● Task brief
Render the lines below, from the first one through the line containing "x=41, y=231" (both included), as a Markdown table with the columns Row and Line. Give each line a row number, and omit blank lines and pictures.

● Listed entries
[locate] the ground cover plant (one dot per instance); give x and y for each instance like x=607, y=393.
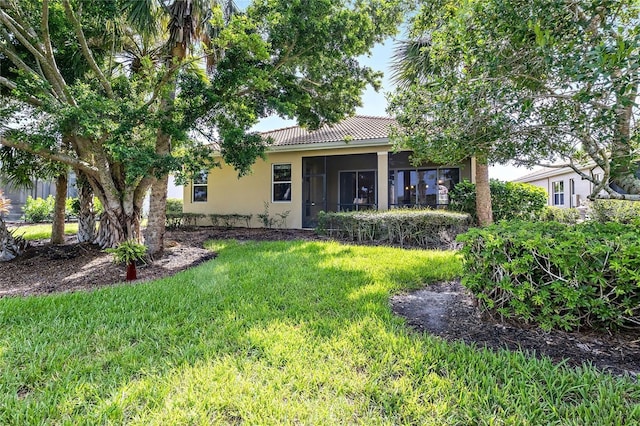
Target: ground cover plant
x=277, y=333
x=41, y=231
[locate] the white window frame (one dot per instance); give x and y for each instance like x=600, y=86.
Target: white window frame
x=557, y=194
x=281, y=182
x=205, y=185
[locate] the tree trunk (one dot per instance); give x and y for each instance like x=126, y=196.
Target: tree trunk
x=116, y=227
x=57, y=227
x=483, y=193
x=154, y=232
x=86, y=215
x=10, y=247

● Solution for this task
| Row | Line |
|---|---|
| 1 | [locate] the ground cover plant (one dot per instance); give x and y for each instance like x=607, y=393. |
| 2 | Target: ground cover plant |
| 3 | x=277, y=333 |
| 4 | x=41, y=231 |